## START TEXT PROVIDED

Mitt Romney and the Teen Torture Industry

by | Jul 3, 2019

Mitt Romney and the Teen Torture Industry

by | Jul 3, 2019

Mitt Romney and the Teen Torture Industry

George Romney’s presidential ambitions were scuttled by his infamous remark that he had been “brainwashed” about Vietnam. It is to be hoped that Mitt Romney’s statement that he wants to “double Guantanamo” will prove similarly fatal to his presidential bid:

As I’ve pointed out before, Romney’s credentials as a social and fiscal conservative are as counterfeit as Pamela Anderson’s mammalian anatomy (and just as beguiling to the weak-minded).

His only selling point to the Evangelical Nationalist voting bloc — apart from his forgettably photogenic looks — is his commitment to the doctrine of presidential omnipotence, particularly with respect to the detention and torture of suspected terrorists and “enemy combatants.”

The applause that rewarded Romney’s endorsement of Gitmo-plus indicates that for the central core of True Believers within the GOP, nothing is more important than preserving the president’s power to detain and torture people at whim.

For several months I have been warning that behind Romney’s public image — he looks and acts like preternaturally well-preserved Osmond Brother — we can find something very close to absolute evil: A variety of authoritarian “conservatism” that endorses the torture and sexual mistreatment of children. Those warnings have been vindicated by a lawsuit filed against Robert Lichfield, co-chairman of Romney’s Utah Finance Committee.

## END TEXT PROVIDED
## START RECORD EXTRACTS

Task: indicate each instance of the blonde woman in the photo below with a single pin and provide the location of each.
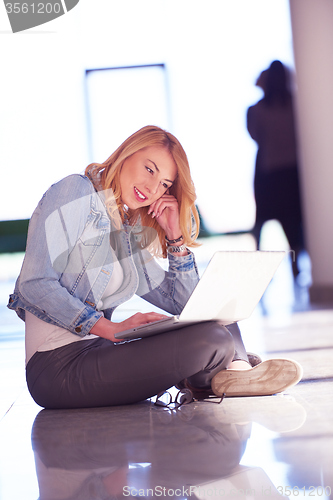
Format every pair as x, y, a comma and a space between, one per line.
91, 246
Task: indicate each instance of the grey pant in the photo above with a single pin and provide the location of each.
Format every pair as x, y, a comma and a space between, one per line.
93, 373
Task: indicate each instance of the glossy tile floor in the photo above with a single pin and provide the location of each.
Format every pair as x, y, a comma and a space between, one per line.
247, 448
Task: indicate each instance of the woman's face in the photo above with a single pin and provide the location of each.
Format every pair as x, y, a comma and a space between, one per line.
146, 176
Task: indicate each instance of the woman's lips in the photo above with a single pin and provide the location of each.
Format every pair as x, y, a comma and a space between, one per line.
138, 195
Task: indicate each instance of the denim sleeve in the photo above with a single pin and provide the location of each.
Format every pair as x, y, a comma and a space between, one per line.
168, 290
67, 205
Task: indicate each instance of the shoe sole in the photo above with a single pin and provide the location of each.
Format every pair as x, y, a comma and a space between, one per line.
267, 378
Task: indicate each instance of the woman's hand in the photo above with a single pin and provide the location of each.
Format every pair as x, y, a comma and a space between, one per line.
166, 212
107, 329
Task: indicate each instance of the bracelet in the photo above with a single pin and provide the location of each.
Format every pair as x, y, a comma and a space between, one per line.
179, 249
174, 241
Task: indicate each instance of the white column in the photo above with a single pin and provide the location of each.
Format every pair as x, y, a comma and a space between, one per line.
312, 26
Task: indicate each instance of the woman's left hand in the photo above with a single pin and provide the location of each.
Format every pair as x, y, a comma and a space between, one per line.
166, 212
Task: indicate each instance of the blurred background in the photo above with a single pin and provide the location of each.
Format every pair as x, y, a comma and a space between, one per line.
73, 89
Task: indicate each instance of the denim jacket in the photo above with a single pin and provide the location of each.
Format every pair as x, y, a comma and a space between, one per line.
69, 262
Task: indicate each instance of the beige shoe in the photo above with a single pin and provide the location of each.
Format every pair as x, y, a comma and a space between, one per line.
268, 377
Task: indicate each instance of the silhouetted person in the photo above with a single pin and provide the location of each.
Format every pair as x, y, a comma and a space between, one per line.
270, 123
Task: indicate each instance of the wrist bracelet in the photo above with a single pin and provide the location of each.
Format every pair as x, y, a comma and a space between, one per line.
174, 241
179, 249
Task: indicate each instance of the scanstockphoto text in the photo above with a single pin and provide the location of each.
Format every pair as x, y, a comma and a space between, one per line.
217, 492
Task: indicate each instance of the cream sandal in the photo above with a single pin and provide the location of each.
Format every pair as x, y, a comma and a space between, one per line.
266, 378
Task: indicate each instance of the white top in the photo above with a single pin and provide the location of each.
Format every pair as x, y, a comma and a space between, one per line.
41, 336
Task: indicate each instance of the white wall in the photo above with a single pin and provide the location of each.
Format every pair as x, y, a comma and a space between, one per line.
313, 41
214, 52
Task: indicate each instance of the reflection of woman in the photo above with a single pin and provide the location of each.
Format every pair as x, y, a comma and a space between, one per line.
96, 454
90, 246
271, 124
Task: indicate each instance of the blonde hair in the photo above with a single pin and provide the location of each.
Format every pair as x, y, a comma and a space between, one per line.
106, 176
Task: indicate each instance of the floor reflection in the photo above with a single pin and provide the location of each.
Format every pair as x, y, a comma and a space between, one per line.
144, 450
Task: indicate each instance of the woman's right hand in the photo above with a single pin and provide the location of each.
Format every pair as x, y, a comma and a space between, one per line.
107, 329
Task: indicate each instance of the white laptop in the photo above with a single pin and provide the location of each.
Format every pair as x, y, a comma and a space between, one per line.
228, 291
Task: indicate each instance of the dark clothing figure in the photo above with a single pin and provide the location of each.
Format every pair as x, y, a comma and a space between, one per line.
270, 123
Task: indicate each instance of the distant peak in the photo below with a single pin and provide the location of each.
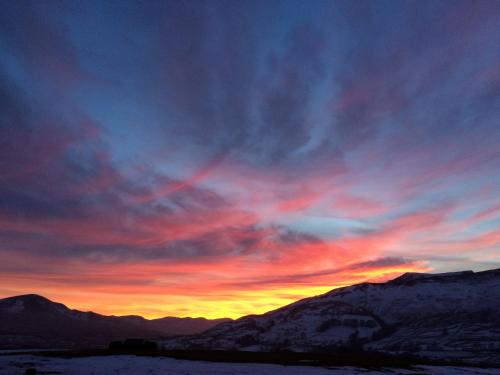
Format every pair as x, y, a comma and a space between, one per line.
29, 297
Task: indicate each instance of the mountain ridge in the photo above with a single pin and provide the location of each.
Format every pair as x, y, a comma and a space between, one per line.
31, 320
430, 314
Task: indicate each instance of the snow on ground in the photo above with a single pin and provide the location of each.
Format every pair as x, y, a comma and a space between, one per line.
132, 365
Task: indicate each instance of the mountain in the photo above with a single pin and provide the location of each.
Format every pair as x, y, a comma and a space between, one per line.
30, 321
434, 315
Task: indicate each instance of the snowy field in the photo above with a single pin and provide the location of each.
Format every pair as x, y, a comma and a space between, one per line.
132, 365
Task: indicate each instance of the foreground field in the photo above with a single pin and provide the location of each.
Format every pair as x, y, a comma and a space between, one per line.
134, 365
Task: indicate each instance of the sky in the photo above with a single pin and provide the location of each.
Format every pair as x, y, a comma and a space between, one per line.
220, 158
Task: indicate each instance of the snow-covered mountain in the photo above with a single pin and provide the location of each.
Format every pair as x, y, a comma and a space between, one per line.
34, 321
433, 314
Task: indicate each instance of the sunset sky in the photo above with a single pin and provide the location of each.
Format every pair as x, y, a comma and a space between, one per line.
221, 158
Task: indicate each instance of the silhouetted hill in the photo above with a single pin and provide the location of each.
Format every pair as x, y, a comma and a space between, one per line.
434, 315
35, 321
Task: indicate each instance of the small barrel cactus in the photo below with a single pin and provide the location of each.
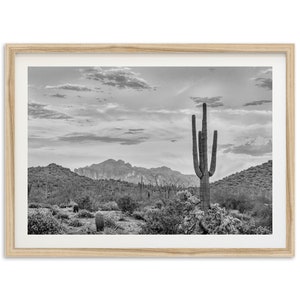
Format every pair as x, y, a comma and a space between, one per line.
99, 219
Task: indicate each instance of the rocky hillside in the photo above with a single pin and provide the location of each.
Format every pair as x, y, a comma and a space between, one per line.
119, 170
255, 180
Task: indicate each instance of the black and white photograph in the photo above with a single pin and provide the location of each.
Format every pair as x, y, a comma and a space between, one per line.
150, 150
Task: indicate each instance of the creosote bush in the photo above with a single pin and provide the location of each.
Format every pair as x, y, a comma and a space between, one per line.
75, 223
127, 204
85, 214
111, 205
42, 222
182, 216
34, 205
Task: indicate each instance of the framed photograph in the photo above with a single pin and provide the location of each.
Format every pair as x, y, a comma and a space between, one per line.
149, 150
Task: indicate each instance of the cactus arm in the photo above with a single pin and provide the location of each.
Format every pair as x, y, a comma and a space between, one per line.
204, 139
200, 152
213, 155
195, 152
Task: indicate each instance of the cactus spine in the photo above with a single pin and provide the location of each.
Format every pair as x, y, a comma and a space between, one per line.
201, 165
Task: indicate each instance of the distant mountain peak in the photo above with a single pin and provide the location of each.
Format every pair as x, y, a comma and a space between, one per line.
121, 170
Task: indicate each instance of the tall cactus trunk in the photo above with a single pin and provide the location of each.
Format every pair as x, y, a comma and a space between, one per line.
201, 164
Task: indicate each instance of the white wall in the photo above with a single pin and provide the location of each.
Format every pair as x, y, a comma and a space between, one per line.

## END RECORD EXTRACTS

> [EXERCISE SET]
• A. Answer these questions using the article on Mitt Romney and the teen torture industry.
(i) What word did George Romney use about Vietnam that scuttled his presidential ambitions?
(ii) What did Mitt Romney say he wants to do to Guantanamo?
(iii) What role does Robert Lichfield hold with Romney's campaign?
• B. Edit the stretch from "George Romney’s presidential" through "to the weak-minded)." of the article on Mitt Romney, changing "presidential bid" to "White House campaign".
• C. Continue the article on Mitt Romney and the teen torture industry from the point where it stops.
The entries play no part in what comes next.

> [RESPONSES TO THE EXERCISE]
• A.
(i) He said he had been "brainwashed."
(ii) He said he wants to "double Guantanamo."
(iii) He is co-chairman of Romney's Utah Finance Committee.

• B.
George Romney’s presidential ambitions were scuttled by his infamous remark that he had been “brainwashed” about Vietnam. It is to be hoped that Mitt Romney’s statement that he wants to “double Guantanamo” will prove similarly fatal to his White House campaign:

As I’ve pointed out before, Romney’s credentials as a social and fiscal conservative are as counterfeit as Pamela Anderson’s mammalian anatomy (and just as beguiling to the weak-minded).

• C.
We know what’s behind the smiles: Mitt Romney and Pat Robertson strike a pose during Regent University’s 2007 Commencement Ceremony.

Lichfield has helped raise $2.7 million for Romney in Utah, including $300,000 at a February event in St. George. Over the past decade, Lichfield has been co-chairman of the Utah-based World-Wide Association of Specialty Programs and Schools (WWASPS), a corporation that makes $70 million per year running an archipelago of torture camps – many of them located off-shore – in which troubled American youngsters have been subjected to torture as a means of behavior modification (BM).

WWASPS is a major player in the “tough love” industry, which runs camps, retreats, and other private reform institutions for teenagers deemed to be incorrigible. The WWASPS approach is an outgrowth of methods pioneered by Straight, Inc., which operated a similar chain of BM facilities until being overwhelmed by lawsuits. Mel Sembler, the Flordia-based shopping mall magnate who operated Straight, Inc. with his wife Betty, is another key fundraiser for the Romney campaign.

The polluted fountainhead of these programs was a federally funded program called The Seed, which was exposed by a 1974 Senate Judiciary Committee investigation as employing the same “highly refined `brainwashing’ techniques employed by the North Koreans” against American POWs. And all of this was an outgrowth of the cynical, murderous fraud called the War on Drugs.

In her indispensable book Help at Any Cost, Maia Szalavitz documented how WWASPS and kindred programs “utilize punishments banned for use on criminals and by the Geneva Convention. Beatings, extended isolation and restraint, public humiliation, food deprivation, sleep deprivation, forced exercise to the point of exhaustion, sensory deprivation, and lengthy maintenance of stress positions are common.”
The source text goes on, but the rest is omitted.